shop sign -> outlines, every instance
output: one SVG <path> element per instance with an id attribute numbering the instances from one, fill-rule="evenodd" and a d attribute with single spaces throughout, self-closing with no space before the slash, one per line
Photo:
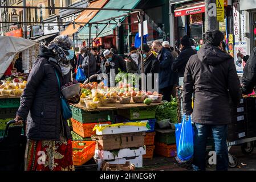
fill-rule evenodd
<path id="1" fill-rule="evenodd" d="M 14 30 L 10 32 L 6 32 L 5 36 L 15 36 L 17 38 L 22 38 L 23 36 L 22 29 L 19 28 Z"/>
<path id="2" fill-rule="evenodd" d="M 224 21 L 224 0 L 216 0 L 217 20 Z"/>
<path id="3" fill-rule="evenodd" d="M 193 15 L 205 12 L 205 5 L 204 4 L 202 5 L 174 10 L 174 16 L 177 17 Z"/>

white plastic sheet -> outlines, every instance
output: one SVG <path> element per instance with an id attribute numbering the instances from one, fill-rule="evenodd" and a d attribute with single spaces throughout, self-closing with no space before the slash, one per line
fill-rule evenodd
<path id="1" fill-rule="evenodd" d="M 31 40 L 0 36 L 0 78 L 6 71 L 15 55 L 35 45 Z"/>

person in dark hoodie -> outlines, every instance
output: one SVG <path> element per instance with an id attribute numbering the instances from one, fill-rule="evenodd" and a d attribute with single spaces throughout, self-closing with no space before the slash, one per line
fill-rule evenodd
<path id="1" fill-rule="evenodd" d="M 172 67 L 173 71 L 178 72 L 178 78 L 184 77 L 185 68 L 190 56 L 196 53 L 191 47 L 190 40 L 188 35 L 184 36 L 181 39 L 181 51 Z"/>
<path id="2" fill-rule="evenodd" d="M 219 31 L 206 32 L 205 44 L 190 57 L 185 71 L 183 111 L 187 116 L 193 113 L 195 123 L 194 170 L 205 170 L 209 132 L 215 143 L 217 170 L 228 168 L 226 139 L 227 124 L 231 121 L 230 100 L 234 105 L 239 103 L 241 86 L 234 59 L 221 49 L 224 39 Z"/>
<path id="3" fill-rule="evenodd" d="M 48 47 L 41 47 L 29 74 L 15 119 L 17 124 L 26 122 L 25 171 L 75 169 L 72 136 L 62 117 L 59 91 L 71 80 L 73 45 L 68 36 L 60 35 Z M 39 152 L 46 156 L 44 164 L 38 162 Z"/>

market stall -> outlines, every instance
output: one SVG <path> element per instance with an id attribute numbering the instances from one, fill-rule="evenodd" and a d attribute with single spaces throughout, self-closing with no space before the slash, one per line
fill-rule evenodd
<path id="1" fill-rule="evenodd" d="M 0 52 L 2 53 L 0 54 L 0 136 L 4 134 L 7 122 L 15 117 L 29 71 L 37 55 L 38 46 L 30 40 L 0 36 Z M 13 72 L 11 75 L 4 75 L 20 52 L 22 52 L 25 73 Z"/>

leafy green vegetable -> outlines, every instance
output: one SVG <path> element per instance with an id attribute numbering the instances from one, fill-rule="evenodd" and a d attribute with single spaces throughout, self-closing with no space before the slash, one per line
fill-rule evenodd
<path id="1" fill-rule="evenodd" d="M 170 102 L 166 102 L 156 107 L 156 118 L 157 121 L 170 119 L 173 123 L 177 123 L 177 100 L 172 98 Z"/>

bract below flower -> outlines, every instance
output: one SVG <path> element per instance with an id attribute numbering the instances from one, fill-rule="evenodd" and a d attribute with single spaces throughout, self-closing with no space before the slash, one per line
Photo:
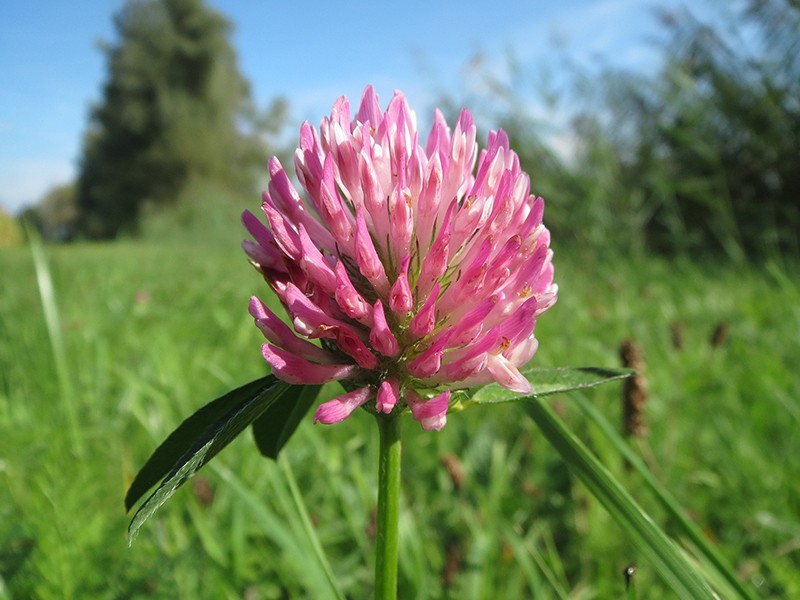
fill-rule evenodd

____

#### Exercise
Where in the material above does the word "every" appear? Copy each line that contains it.

#### Answer to the exercise
shop sign -> outlines, every instance
white plastic sheet -> outlines, every instance
person in dark hoodie -> outlines, every instance
market stall -> outlines, every instance
leafy green vegetable -> outlines, every instance
bract below flower -> outlines, every instance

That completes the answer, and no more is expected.